• [Using the information]
A. In the text about Jacquie and endocrine disrupting chemicals, where has the EDC workshop been delivered?
B. Write out the section of the text about Jacquie and endocrine disrupting chemicals that opens with the words containing "Jacquie emphasises her" and closes with "to Leinster House.".

Then three words changed Jacquie’s life: endocrine disrupting chemicals (EDCs). She heard the phrase on the local radio, which was interviewing Lisa Connolly, a professor at Queens University, Belfast about the PROTECTED ITN. The project is developing protection capabilities and specialised knowledge about endocrine disrupters. Jacquie contacted Lisa, who invited her to the lab.

“I saw how a tumour similar to my oestrogen-fed breast cancer tumour responded to a small amount of BPA,” says Jacquie. “And I explained how I felt about the importance of this type of knowledge, and how I wanted to be the conduit between the scientists and their ‘science speak’ and the layperson.”

Jacquie emphasises her lack of a scientific or medical background but realised that multiple re-readings of the science meant she could understand it.

“It became my mission to create a cross-border education and prevention programme,” she says. The resulting EDC workshop has been delivered to a group of MPs in Westminster, to Brussels, and to Leinster House.

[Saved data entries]
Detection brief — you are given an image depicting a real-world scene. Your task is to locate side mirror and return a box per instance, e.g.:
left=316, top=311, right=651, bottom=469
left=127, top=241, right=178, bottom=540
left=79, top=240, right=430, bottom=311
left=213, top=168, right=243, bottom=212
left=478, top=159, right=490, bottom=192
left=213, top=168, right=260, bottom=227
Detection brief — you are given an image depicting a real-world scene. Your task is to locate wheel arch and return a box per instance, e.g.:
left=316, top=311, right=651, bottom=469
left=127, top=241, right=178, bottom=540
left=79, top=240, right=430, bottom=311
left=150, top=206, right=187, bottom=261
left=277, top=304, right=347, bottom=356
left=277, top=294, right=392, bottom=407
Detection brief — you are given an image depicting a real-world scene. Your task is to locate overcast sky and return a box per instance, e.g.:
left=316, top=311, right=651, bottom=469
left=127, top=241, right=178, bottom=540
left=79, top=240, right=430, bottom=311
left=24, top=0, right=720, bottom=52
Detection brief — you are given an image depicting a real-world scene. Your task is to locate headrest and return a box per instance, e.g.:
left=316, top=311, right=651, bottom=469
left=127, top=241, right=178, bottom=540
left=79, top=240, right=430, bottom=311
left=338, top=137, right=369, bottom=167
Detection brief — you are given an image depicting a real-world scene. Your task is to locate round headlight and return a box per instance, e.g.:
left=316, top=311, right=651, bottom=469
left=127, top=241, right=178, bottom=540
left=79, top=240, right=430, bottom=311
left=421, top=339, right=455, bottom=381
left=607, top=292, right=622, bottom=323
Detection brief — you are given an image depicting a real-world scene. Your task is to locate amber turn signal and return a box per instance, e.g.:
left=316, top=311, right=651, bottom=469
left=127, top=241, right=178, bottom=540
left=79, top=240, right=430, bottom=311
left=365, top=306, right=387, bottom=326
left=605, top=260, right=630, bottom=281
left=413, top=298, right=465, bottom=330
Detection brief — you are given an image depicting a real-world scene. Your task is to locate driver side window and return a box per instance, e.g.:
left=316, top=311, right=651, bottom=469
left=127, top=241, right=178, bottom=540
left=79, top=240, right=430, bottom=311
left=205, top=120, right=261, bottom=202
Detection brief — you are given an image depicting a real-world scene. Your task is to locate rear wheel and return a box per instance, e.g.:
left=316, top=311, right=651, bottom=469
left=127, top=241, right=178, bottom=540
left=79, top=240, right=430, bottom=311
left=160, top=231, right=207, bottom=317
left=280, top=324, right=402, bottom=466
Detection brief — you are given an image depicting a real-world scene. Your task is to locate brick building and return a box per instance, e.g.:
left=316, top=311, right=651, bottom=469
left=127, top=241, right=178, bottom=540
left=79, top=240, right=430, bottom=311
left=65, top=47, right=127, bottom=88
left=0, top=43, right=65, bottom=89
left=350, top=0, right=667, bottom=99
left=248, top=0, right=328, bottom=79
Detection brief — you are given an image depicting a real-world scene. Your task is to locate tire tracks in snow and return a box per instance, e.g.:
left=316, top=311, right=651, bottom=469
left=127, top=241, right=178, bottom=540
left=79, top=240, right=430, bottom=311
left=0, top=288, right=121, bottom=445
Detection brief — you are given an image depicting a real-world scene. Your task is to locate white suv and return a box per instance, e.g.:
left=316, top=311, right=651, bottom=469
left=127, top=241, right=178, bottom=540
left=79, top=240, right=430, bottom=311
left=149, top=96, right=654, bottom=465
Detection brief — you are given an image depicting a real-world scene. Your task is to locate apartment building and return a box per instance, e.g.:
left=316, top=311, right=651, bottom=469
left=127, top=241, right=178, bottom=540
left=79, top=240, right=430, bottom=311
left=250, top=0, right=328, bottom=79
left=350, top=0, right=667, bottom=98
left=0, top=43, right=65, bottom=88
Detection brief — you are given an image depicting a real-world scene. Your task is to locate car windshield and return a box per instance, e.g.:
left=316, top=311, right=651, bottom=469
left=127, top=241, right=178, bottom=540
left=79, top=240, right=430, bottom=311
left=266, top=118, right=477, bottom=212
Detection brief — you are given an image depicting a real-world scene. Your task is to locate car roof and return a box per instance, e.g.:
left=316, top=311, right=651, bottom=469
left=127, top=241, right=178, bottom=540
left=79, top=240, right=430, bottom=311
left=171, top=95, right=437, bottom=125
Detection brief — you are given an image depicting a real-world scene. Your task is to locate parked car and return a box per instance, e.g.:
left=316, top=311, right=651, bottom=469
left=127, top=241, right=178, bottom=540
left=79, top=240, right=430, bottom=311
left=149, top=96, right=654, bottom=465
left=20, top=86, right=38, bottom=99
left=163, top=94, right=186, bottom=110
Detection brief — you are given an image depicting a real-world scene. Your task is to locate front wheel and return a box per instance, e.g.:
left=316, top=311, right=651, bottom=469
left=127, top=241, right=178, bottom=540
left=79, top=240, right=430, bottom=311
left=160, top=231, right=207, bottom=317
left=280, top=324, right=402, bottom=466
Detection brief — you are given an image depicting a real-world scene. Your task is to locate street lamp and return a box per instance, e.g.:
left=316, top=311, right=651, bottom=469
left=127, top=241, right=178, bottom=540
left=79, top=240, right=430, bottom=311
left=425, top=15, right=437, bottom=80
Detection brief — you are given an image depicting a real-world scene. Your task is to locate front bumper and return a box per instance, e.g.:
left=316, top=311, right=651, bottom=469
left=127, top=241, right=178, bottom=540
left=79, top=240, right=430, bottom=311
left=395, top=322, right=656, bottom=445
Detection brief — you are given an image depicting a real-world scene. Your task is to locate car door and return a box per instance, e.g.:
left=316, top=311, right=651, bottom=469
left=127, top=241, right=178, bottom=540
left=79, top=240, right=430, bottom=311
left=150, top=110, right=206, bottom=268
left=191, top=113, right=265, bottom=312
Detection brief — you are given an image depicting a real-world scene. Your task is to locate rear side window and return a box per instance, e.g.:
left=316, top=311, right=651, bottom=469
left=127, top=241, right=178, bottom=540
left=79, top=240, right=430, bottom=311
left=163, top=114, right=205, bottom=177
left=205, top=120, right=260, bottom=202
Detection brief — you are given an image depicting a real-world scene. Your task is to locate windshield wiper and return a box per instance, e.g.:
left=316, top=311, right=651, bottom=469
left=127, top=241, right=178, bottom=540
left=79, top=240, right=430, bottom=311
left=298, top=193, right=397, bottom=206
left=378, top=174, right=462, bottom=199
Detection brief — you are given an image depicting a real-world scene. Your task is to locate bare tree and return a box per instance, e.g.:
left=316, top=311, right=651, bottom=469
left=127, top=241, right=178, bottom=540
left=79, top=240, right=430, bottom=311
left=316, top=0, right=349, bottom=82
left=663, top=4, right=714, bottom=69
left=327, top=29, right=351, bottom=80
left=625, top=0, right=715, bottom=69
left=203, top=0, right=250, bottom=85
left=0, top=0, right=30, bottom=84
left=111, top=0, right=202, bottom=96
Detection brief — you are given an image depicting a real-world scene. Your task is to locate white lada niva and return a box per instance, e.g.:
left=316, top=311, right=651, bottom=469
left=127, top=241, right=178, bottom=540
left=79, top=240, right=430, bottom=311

• [Answers for the exercise]
A. To a group of MPs in Westminster, to Brussels, and to Leinster House.

B.
Jacquie emphasises her lack of a scientific or medical background but realised that multiple re-readings of the science meant she could understand it.

“It became my mission to create a cross-border education and prevention programme,” she says. The resulting EDC workshop has been delivered to a group of MPs in Westminster, to Brussels, and to Leinster House.